» **SOURCE MATERIAL**:
*** Begin section ***
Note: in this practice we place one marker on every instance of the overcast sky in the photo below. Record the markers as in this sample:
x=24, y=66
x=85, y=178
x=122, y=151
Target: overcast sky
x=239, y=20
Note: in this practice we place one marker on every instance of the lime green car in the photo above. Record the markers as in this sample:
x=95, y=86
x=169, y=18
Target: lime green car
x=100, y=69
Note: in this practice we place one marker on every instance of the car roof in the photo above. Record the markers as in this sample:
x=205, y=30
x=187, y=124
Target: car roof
*** End section ***
*** Begin section ***
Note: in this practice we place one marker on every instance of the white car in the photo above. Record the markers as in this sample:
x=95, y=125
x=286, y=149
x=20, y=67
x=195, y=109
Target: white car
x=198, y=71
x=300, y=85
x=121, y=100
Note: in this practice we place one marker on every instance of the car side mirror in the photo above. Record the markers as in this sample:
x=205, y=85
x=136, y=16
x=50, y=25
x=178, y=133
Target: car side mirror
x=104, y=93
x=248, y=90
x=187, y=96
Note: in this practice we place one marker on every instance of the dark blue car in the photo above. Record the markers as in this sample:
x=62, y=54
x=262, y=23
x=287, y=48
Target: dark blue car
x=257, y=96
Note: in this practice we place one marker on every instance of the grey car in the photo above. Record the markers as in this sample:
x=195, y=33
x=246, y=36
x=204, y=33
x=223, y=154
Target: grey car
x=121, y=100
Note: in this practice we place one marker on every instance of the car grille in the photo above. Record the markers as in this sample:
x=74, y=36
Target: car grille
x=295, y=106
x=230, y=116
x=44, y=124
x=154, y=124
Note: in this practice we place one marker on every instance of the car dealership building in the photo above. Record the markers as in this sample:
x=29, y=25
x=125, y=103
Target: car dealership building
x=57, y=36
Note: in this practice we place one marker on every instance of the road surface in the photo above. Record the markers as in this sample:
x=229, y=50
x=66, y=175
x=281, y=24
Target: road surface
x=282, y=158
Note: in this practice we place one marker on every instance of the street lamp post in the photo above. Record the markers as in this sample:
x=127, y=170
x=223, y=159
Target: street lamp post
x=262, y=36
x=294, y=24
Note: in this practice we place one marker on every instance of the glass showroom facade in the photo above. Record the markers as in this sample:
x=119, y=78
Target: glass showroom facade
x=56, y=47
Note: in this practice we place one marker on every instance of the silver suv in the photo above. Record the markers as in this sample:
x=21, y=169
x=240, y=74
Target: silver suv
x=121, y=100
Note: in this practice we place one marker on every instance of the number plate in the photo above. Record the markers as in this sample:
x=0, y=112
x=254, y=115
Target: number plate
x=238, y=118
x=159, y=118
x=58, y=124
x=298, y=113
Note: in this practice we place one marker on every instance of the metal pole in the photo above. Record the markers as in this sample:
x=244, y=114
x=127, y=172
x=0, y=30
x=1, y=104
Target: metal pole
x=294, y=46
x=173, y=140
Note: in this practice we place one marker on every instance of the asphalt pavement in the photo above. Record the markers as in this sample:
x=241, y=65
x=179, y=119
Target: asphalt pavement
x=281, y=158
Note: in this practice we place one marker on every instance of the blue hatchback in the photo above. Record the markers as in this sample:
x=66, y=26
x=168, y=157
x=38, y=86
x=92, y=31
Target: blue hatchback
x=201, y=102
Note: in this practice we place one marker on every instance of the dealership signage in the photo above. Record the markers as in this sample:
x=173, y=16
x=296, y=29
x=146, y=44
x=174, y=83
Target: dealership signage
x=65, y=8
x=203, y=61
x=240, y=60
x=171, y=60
*** End section ***
» **TASK TO CARRY OUT**:
Beginning with the line containing "x=169, y=18" in the material above, copy every line exactly until you have copied the line containing "Target: car roof".

» **SOLUTION TO THE EXERCISE**:
x=169, y=18
Target: lime green car
x=100, y=69
Note: in this practice we place one marker on every instance of the car roof in the photo above. Record the markers as in this sample:
x=205, y=30
x=187, y=124
Target: car roof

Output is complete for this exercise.